§ **The exercise**: Retype every one of the entries below character for character, leaving out the pictures.

§ **Listed entries**:
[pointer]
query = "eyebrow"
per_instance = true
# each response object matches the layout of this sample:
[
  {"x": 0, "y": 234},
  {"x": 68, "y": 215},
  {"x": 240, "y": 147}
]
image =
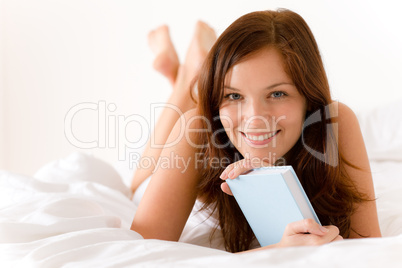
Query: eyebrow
[{"x": 269, "y": 87}]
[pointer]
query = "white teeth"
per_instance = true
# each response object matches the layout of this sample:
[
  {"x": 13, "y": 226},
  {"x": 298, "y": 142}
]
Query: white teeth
[{"x": 259, "y": 137}]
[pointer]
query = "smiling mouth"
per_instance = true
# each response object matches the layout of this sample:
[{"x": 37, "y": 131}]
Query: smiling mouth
[{"x": 259, "y": 138}]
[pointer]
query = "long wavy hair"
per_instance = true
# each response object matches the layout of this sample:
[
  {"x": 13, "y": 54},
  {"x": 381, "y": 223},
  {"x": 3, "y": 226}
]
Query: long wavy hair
[{"x": 322, "y": 174}]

§ **Reply to the task**:
[pointer]
query = "eyebrow"
per_instance = true
# each response object matches the layout of this sample:
[
  {"x": 0, "y": 234},
  {"x": 68, "y": 215},
  {"x": 240, "y": 147}
]
image =
Query: eyebrow
[{"x": 269, "y": 87}]
[pointer]
query = "white teeth"
per_instance = true
# each response object matches the layout of this sample:
[
  {"x": 13, "y": 226},
  {"x": 298, "y": 142}
]
Query: white teeth
[{"x": 259, "y": 137}]
[pointer]
query = "smiling mouth"
per_instance = true
# each response object matches the layout of this sample:
[{"x": 37, "y": 131}]
Query: smiling mouth
[{"x": 259, "y": 138}]
[pointer]
query = "long wavy hair"
per_instance = true
# each response object matches the layout of this sample:
[
  {"x": 13, "y": 54},
  {"x": 381, "y": 223},
  {"x": 3, "y": 226}
]
Query: long wavy hair
[{"x": 322, "y": 174}]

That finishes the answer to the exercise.